(SELECTED PASSAGE Opens)
I don’t think Mallah is half as repentant as he claimed, given this:
”The Liberals have just justified to many Australian Muslims in the community tonight to leave and go to Syria and join ISIL because of Ministers like him,” Mallah said referring to [Foreign Affairs and Trade secretary Steve] Ciobo …
And he later tweeted:
I would pay to see that Minister dumped on ISIS territory in Iraq.
A bonus point to Ciobo, then.
Note: part of the Q&A audience actually clapped Mallah. From where does the ABC get such people? From where did it get Mallah, and why give him a platform?
The ABC should not pretend to be shocked that Mallah said what he did when it invited him to speak. He’s said it all before.
From Mallah just two years ago, talking of his desire to die in Syria for the Free Syrian Army.
‘’I wouldn’t mind being granted martyrdom,’’ he said…
‘’Who’s to blame for Syria being a jihadi battleground? The international community has done nothing to prevent the atrocities against the Syrian people,’’ he said, adding that he returned from Syria [in 2012] feeling ‘’very pissed off at the whole world’’.
At a loss after countless job knock-backs, Zaky Mallah, who was acquitted of terrorism charges in 2005, emailed Fairfax Media explaining his desperate situation and saying “might as well bloody join ISIS lol. They have work! And good money!”.
The line was a joke, he later said, but it wasn’t for others in his situation…
“That is why many Muslims in the Islamic community are leaving Australia and heading to Syria… and turn to fighting. What is the point of living here?”
“Now, I am a big believer in the Muslim caliphate [being] established, after the Ottoman empire, however I don’t believe that the caliphate of ISIS is a legitimate one.”
Hizb ut-Tahrir, the Islamic political party, also supports the establishment of a caliphate … [and] refused to condemn the actions of Islamic State.
But Mr Mallah says the Government, by seeking to designate Hizb ut-Tahrir a terrorist group, is shooting itself in the foot.
“A lot of these youth look up to Hizb ut-Tahrir as a way to say, ‘look, we don’t have to go overseas and join ISIS, we can call for the establishment of the caliphate from Australia’. Not that we want one here, but at least we can join a party that has those same views … and call for a caliphate while living in peace in Australia.”
(SELECTED PASSAGE Closes)
(RECORD SET Opens)
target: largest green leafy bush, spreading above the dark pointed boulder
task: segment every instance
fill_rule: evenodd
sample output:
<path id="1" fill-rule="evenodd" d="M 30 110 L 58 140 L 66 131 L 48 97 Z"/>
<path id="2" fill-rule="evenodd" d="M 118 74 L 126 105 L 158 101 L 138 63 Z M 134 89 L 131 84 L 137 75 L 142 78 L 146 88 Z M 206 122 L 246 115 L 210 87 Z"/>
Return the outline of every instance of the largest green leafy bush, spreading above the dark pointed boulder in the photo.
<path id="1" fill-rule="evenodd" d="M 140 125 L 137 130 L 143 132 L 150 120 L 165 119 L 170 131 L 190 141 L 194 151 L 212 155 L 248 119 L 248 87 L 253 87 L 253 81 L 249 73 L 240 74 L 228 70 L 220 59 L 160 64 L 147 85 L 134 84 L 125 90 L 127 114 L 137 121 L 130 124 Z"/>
(RECORD SET Closes)
- [TASKS TO CARRY OUT]
#1 Print the Mallah commentary starting with "The ABC should" and going on through "Free Syrian Army.".
#2 Proceed with the Mallah commentary, picking up right after its final sentence.

- [YOUR RESPONSES]
#1
The ABC should not pretend to be shocked that Mallah said what he did when it invited him to speak. He’s said it all before.
From Mallah just two years ago, talking of his desire to die in Syria for the Free Syrian Army.

#2
“But when we do that, the Government cracks down and says, ‘we want to ban this and label it a terrorist organisation’. That further subjugates, isolates, segregates many of us in the Muslim community.
“I believe Hizb ut-Tahrir is the last line of defence [to stop] many of these youths who want to travel overseas to join ISIS.”
Why did Q&A give this man a platform and applauding audience? Why did it endanger the safety of Australians by so encouraging jihadism?
The kind of person the ABC invites onto Q&A to argue his case:
As you can see from the above, Mallah said nothing on Q&A he hasn’t said before. So it should have come as no shock to the ABC that he would repeat himself on national television, this time with the added status of having had the ABC invite him.
So the ABC’s apology this morning should be treated with great scepticism:
ABC Television Director Richard Finlayson said in a statement today:
“In attempting to explore important issues about the rights of citizens and the role of the Government in fighting terrorism, the Q&A program made an error in judgment in allowing Zaky Mallah to join the audience and ask a question.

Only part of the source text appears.